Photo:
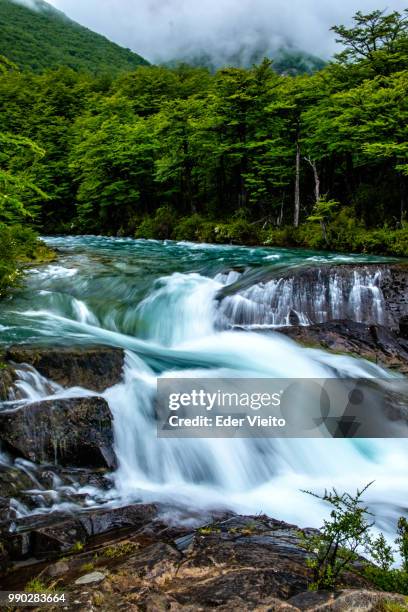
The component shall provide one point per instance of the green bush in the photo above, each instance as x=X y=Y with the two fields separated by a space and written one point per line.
x=344 y=233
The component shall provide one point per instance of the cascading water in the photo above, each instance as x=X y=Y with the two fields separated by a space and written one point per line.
x=314 y=296
x=162 y=305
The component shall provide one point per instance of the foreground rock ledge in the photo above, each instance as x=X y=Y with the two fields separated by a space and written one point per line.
x=248 y=563
x=69 y=432
x=92 y=367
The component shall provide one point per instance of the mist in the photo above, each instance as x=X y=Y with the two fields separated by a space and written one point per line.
x=161 y=30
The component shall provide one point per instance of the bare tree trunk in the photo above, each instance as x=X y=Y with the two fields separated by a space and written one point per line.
x=316 y=178
x=403 y=194
x=297 y=186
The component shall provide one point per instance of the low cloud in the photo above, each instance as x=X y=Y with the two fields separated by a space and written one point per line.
x=161 y=30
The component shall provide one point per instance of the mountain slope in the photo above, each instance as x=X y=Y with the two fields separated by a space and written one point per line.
x=43 y=37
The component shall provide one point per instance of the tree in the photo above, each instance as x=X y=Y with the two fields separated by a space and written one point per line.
x=378 y=38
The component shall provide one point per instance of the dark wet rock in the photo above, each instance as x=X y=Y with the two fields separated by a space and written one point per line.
x=403 y=327
x=347 y=599
x=94 y=368
x=91 y=578
x=241 y=563
x=13 y=481
x=7 y=378
x=373 y=342
x=282 y=295
x=48 y=535
x=73 y=432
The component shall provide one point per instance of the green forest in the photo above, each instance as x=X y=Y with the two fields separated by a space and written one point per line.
x=45 y=38
x=240 y=156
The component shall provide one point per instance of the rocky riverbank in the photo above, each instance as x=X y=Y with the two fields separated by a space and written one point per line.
x=140 y=558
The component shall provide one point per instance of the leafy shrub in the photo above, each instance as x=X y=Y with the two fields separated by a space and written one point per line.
x=334 y=550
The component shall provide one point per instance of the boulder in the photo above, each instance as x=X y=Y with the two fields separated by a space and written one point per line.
x=95 y=368
x=73 y=432
x=7 y=378
x=91 y=578
x=42 y=536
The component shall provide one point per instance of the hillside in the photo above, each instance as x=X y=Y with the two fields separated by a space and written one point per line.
x=46 y=38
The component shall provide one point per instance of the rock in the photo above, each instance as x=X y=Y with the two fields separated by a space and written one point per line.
x=7 y=378
x=47 y=535
x=74 y=432
x=13 y=481
x=241 y=563
x=94 y=368
x=403 y=327
x=373 y=342
x=358 y=600
x=57 y=569
x=92 y=578
x=278 y=295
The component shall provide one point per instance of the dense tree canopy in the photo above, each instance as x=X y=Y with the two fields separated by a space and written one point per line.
x=233 y=156
x=45 y=38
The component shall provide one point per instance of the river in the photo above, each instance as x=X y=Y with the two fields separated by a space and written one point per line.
x=158 y=301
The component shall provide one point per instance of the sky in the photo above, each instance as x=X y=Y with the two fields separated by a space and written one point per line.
x=162 y=30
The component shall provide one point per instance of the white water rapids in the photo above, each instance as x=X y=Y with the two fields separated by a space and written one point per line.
x=173 y=330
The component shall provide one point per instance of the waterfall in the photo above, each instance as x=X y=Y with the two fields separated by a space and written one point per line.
x=180 y=327
x=315 y=297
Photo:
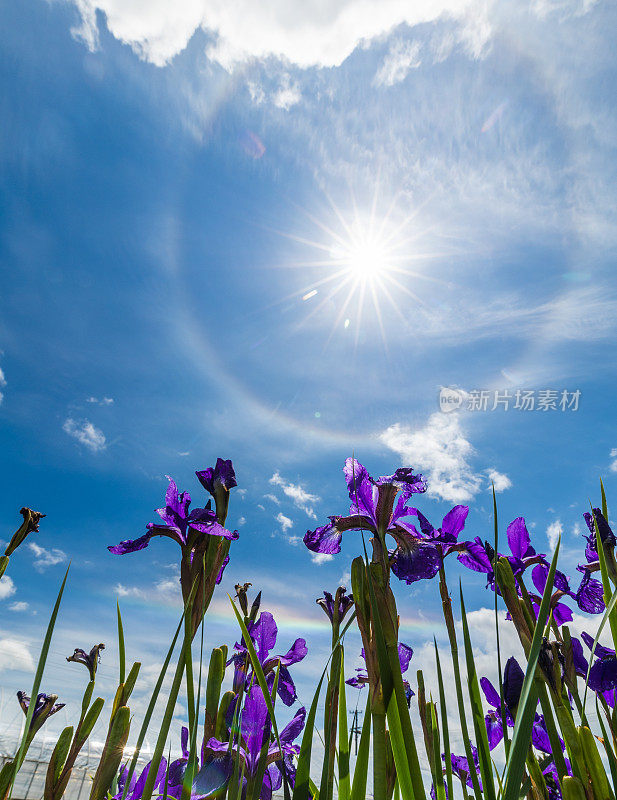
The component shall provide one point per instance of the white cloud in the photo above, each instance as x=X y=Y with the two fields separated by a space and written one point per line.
x=553 y=532
x=306 y=34
x=499 y=480
x=300 y=497
x=402 y=57
x=287 y=95
x=46 y=558
x=85 y=433
x=15 y=655
x=7 y=587
x=321 y=558
x=441 y=452
x=284 y=521
x=273 y=498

########

* WORK TO DO:
Render every line of the records above as a numbered list, skipping blank lines and leaving out the pictures.

* EXERCISE RESPONSE:
1. Photo:
2. The component shall provide one point per instance of the green bush in the photo above, each instance as x=X y=Y with the two fields separated by a space and written one point per line.
3. x=344 y=233
4. The component shall provide one point per instance of the cascading water in the photo above, each instance as x=X y=Y with the two fields separated by a space and written one point per line.
5. x=314 y=296
6. x=162 y=305
7. The component shall provide one point per instance of the foreground rock ledge in the photo above, each instance as x=X y=Y with the two fields separated by a space and written one point per line.
8. x=248 y=563
9. x=69 y=432
10. x=92 y=367
11. The component shall provide one point per instance of the mist in the photo above, each instance as x=X y=Y with the two fields separated by a space and written one point per line.
12. x=161 y=30
13. The component shall provide one point per instance of the bare tree trunk in the photo above, each instance as x=X y=Y with the two fields separated by a space and written one point per line.
14. x=316 y=178
15. x=403 y=194
16. x=297 y=186
17. The component shall provide one point per instance of the low cloud in the photo above, each instance as x=X y=Y with the two fields separated by a space and written one point per line.
18. x=161 y=30
19. The component shall provide one point per instance of the mountain slope in the photo above, each instance as x=X y=Y with the two fields separated by a space and written one point per line.
20. x=43 y=37
21. The component shall provide one point per instance of the tree in the photo above, each instance as x=X y=Y with the two fields separated by a space and written one point per line.
22. x=378 y=38
23. The component shall provide one point per instance of the dark wet rock in the photo above, each instance as x=X y=Y with the two fields separated by a space and written one point per line.
24. x=403 y=327
25. x=347 y=599
26. x=94 y=368
27. x=91 y=578
28. x=241 y=563
29. x=13 y=481
30. x=7 y=378
31. x=373 y=342
32. x=282 y=295
33. x=48 y=535
34. x=73 y=432
35. The component shall provide one point per instance of the green forest in the photo above, each instance as x=X y=Y with the two fields separated by a space and written one point per line.
36. x=45 y=38
37. x=240 y=156
38. The component shall provide one point per instance of the rocky riverbank in the photo above, each instance as x=X y=Y with the two fields separated by a space and written one point per line.
39. x=140 y=558
40. The component shall provide one point per instance of the leafy shrub in the photo above, each instance as x=X y=Y with the two fields separated by a space and written one point per line.
41. x=334 y=550
42. The component shall provide one point per instance of the boulder in the photo above, each instance as x=X y=Y with the two fields separated by a space and written one point per line.
43. x=95 y=368
44. x=73 y=432
45. x=7 y=378
46. x=91 y=578
47. x=42 y=536
48. The component shall provide one point per instance of the hillside in the photo above, each instance as x=X y=Y with the two fields separated by a space and written one point per line.
49. x=46 y=38
50. The component shall provide one point per instance of the rock in the photo above, each instance as x=X y=Y with the two fields separated by a space and written one point per line.
51. x=7 y=378
52. x=47 y=535
53. x=74 y=432
54. x=13 y=481
55. x=241 y=563
56. x=94 y=368
57. x=403 y=327
58. x=373 y=342
59. x=358 y=600
60. x=57 y=569
61. x=92 y=578
62. x=278 y=295
63. The component shall provide one point per instance of the dense tree canopy in the photo above, each instance as x=X y=Y with the two fields separated by a space and written one point per line.
64. x=233 y=156
65. x=45 y=38
66. The component shall provide one point per instance of the river in the photo above, each instance as x=X y=Y with the two fields separated by a space and written one point per line.
67. x=158 y=301
68. The component shall provide one point per instance of the sky in the photo above, each instance as x=X y=Y with the two fields separated by a space and written one point per line.
69. x=162 y=30
70. The component shall provide one point per instance of the white water rapids in the photo above, each instance as x=X y=Y with the two fields separated by a space and written one point per line.
71. x=173 y=330
72. The component shall provide one point per instance of the waterfall in the photo above, each instance as x=X y=Y with the two fields separated by a space and written one point per line.
73. x=180 y=327
74. x=315 y=297
75. Photo:
76. The component shall provide one point per instance of the white cloud in the photo above, each instance as x=X y=Y with the two fields separated by a space and written one point per line.
77. x=553 y=532
78. x=306 y=34
79. x=499 y=480
80. x=300 y=497
81. x=402 y=57
82. x=287 y=95
83. x=46 y=558
84. x=85 y=433
85. x=15 y=655
86. x=7 y=587
87. x=321 y=558
88. x=441 y=452
89. x=284 y=521
90. x=273 y=498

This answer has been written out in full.